**SCHRIFTLICHE AUFGABE A:** Schreiben Sie aus dem Text über Dick Gnauck die Stelle von „Dick Gnauck kannte“ bis „Jahrzehnten getan hat.“ wortgetreu ab.
**SCHRIFTLICHE AUFGABE B:** Wo setzten sich die beiden Gesprächspartner laut dem Text über Dick Gnauck nach dem Triathlon hin?
**SCHRIFTLICHE AUFGABE C:** Führen Sie den Text über Dick Gnauck im Anschluss an seinen letzten Satz weiter.

Dick Gnauck kannte ich schon lange, allerdings nur aus den Ergebnislisten von Gehwettbewerben oder Laufveranstaltungen. Persönlich gesprochen hatte ich ihn noch nie. So freute ich mich um so mehr, als ich im Juni am Rande des Neuruppiner Triathlons dieses Gespräch hatte. Auf meiner Homepage habe ich mich unter http://www.petergrau-leichtathlet.de/?p=13226 dazu schon geäußert.
Nachdem er den Triathlon beendet hatte, setzten wir uns dann im Jahnbad auf eine Bank, abseits des turbulenten Geschehens.
Und dann erfahre ich von ihm, was er so in den letzten Jahren und Jahrzehnten getan hat.
Um auszuloten, wie weit er noch am Gehen hängt, frage ich ihn eingangs, wo er in den Tagen der Leichtathletik-WM in Berlin sein werde. „Natürlich an der Strecke, um den Gehern zuzuschauen“.

**DATENSÄTZE:**
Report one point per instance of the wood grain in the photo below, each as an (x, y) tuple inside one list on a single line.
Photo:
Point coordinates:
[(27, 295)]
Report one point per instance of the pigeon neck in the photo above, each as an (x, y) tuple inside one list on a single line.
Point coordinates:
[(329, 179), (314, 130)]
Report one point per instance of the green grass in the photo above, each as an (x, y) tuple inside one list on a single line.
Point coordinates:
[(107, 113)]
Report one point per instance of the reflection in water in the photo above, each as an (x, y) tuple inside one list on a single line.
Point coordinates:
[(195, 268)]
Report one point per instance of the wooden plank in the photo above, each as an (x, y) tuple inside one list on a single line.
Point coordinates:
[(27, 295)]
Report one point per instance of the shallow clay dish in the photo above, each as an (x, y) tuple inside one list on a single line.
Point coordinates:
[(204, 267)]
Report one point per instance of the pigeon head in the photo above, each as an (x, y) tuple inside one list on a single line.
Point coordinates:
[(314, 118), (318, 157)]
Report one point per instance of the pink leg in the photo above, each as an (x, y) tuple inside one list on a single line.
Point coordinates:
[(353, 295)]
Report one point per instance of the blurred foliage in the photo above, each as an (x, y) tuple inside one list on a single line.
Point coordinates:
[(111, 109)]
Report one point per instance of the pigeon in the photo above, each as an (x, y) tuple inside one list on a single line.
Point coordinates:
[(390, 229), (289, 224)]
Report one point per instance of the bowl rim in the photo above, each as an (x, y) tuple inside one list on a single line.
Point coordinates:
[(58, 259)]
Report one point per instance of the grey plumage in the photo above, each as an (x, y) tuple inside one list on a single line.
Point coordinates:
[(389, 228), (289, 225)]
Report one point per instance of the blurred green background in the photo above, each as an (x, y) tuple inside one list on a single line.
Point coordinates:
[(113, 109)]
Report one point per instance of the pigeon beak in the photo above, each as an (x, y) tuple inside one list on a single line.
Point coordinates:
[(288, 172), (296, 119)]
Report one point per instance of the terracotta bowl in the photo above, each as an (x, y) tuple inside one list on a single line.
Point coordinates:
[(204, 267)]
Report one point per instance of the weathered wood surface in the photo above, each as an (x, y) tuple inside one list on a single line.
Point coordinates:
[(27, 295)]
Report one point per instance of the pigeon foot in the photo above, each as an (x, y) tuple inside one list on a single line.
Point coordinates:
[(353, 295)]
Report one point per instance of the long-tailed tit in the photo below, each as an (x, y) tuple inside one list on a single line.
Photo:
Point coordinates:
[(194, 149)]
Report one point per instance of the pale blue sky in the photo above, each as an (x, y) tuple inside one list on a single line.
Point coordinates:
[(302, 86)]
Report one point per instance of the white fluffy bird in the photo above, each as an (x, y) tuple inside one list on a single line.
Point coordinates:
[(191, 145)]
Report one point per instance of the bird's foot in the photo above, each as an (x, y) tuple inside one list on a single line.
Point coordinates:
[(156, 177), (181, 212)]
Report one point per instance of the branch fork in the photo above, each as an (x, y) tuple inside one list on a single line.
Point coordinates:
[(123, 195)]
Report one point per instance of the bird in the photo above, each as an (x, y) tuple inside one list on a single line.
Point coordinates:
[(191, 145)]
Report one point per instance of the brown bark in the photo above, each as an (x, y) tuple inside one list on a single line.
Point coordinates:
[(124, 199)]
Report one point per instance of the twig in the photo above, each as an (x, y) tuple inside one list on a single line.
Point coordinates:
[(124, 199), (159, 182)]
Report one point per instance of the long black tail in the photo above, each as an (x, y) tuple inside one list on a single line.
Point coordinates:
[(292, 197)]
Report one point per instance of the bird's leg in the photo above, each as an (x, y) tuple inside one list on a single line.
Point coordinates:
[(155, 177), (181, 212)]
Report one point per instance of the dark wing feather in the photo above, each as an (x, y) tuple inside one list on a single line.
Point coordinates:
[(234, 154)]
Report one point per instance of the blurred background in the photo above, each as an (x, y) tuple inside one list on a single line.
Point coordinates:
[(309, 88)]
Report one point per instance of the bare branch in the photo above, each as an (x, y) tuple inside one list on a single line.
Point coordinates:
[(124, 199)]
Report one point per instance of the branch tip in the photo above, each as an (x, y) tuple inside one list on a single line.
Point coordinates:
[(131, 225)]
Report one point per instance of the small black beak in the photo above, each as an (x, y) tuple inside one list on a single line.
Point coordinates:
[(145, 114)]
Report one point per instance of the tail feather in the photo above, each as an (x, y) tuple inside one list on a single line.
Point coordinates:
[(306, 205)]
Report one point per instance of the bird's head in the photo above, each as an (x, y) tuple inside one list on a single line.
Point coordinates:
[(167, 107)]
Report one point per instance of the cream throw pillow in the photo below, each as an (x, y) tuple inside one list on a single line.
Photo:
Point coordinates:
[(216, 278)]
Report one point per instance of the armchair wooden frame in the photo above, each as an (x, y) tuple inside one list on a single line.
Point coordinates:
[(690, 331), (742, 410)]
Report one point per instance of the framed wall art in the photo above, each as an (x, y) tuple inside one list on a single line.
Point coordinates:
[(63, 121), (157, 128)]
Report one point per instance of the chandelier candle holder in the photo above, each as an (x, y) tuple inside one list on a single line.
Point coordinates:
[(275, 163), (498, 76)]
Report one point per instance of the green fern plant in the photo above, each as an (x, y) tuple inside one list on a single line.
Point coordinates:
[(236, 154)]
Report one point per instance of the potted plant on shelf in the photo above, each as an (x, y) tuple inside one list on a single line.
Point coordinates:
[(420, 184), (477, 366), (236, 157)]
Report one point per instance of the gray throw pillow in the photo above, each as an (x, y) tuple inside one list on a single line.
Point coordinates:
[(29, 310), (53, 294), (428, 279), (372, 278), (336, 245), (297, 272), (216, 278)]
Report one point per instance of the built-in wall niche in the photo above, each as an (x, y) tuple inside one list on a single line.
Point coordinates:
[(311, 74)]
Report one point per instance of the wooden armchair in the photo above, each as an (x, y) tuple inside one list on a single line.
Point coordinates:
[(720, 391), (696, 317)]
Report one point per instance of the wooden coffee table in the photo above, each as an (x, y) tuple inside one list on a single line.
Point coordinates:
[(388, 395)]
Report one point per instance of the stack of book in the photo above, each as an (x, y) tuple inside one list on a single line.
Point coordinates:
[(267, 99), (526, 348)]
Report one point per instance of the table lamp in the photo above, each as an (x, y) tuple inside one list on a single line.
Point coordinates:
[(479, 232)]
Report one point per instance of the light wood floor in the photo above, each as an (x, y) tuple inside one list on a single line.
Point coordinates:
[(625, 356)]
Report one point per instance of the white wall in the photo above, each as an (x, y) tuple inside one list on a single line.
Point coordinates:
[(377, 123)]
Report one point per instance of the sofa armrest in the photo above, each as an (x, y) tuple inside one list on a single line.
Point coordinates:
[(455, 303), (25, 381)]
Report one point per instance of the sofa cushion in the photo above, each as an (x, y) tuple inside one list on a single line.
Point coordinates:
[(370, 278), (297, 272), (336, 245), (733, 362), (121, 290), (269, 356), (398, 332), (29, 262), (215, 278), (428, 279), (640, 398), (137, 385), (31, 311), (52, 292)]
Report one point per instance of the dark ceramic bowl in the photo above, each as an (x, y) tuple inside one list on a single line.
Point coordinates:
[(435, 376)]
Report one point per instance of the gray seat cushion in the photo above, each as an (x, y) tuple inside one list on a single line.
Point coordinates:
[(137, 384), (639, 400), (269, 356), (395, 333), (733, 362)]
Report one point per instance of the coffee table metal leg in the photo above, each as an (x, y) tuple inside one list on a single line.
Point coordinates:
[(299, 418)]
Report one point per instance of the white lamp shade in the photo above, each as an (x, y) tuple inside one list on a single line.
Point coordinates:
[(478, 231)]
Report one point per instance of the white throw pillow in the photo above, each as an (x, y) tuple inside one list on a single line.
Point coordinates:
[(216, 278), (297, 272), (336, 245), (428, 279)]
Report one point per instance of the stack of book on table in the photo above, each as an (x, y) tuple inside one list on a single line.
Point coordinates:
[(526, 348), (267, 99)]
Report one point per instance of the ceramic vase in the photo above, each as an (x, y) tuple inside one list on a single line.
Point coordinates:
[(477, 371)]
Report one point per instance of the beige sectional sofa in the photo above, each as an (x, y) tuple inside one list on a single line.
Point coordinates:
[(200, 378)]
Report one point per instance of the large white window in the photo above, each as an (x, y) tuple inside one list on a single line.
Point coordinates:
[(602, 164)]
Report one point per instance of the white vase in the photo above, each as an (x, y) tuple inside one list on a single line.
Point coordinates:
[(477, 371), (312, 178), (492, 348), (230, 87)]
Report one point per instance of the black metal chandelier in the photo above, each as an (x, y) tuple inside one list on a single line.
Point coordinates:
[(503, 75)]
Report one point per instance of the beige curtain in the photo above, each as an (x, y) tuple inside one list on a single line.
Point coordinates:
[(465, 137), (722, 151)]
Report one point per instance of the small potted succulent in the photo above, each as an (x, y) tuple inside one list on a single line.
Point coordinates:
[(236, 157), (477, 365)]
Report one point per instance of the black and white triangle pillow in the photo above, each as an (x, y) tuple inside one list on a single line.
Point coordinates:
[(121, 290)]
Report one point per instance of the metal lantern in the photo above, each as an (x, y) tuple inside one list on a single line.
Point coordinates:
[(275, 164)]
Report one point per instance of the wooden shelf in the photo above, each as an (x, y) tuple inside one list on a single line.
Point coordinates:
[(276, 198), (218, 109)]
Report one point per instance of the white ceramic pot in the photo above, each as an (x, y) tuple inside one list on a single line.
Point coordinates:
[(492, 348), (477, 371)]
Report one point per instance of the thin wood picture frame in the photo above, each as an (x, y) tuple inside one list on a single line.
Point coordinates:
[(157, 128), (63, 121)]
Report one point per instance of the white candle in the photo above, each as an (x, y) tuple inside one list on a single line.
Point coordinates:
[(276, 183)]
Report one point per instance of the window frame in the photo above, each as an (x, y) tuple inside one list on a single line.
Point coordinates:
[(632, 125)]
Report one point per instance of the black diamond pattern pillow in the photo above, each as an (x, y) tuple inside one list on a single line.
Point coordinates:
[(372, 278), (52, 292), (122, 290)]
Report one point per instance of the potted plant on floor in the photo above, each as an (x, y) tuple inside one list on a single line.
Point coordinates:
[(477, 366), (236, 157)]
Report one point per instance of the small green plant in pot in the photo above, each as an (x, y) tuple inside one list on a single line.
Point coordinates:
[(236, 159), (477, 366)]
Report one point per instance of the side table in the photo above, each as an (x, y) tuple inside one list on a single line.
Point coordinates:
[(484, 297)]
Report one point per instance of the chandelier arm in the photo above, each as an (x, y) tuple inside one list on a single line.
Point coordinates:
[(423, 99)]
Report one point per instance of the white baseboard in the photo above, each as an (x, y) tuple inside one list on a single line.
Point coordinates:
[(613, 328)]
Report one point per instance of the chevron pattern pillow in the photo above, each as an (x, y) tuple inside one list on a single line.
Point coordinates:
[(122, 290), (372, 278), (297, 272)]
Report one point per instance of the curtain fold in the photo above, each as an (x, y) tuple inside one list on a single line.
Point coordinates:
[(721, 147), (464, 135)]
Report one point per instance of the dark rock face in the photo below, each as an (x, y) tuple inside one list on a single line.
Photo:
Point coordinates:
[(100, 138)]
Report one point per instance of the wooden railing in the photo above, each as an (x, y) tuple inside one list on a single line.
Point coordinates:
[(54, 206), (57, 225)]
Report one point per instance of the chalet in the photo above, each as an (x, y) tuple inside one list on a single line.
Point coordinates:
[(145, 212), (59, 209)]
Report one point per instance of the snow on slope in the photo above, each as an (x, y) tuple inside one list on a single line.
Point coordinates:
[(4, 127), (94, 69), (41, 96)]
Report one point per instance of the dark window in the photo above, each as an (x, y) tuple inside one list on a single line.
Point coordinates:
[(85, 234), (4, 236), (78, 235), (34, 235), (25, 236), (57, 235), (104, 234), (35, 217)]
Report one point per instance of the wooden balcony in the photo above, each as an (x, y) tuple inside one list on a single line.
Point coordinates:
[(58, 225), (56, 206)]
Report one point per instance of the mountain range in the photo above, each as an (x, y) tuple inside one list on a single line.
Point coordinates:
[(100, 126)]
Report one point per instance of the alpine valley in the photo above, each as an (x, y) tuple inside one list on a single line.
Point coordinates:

**ANTWORT ZUR ÜBUNG A:**
Dick Gnauck kannte ich schon lange, allerdings nur aus den Ergebnislisten von Gehwettbewerben oder Laufveranstaltungen. Persönlich gesprochen hatte ich ihn noch nie. So freute ich mich um so mehr, als ich im Juni am Rande des Neuruppiner Triathlons dieses Gespräch hatte. Auf meiner Homepage habe ich mich unter http://www.petergrau-leichtathlet.de/?p=13226 dazu schon geäußert.
Nachdem er den Triathlon beendet hatte, setzten wir uns dann im Jahnbad auf eine Bank, abseits des turbulenten Geschehens.
Und dann erfahre ich von ihm, was er so in den letzten Jahren und Jahrzehnten getan hat.

**ANTWORT ZUR ÜBUNG B:** Im Jahnbad auf eine Bank, abseits des turbulenten Geschehens.

**ANTWORT ZUR ÜBUNG C:**
Hier der Beweis, daß er dieses Versprechen eingehalten hat:
Dick Gnauck (links) an der EM-Strecke in Berlin (Foto: Bernd Hölters)
Einmal Geher, immer Geher, könnte man dazu sagen.
Die Anfangsjahre als Geher in Berlin
Das Gehen bestimmte schon in jungen Jahren sein Leben. Dick Gnauck, Jahrgang 1963, hatte 1977 als Geher bei der BSG Empor HO Berlin angefangen. Sein erster Trainer war Kurt Sakowski, der selbst einmal Spitzengeher war und nun mehr bald seinen 88. Geburtstag feiert.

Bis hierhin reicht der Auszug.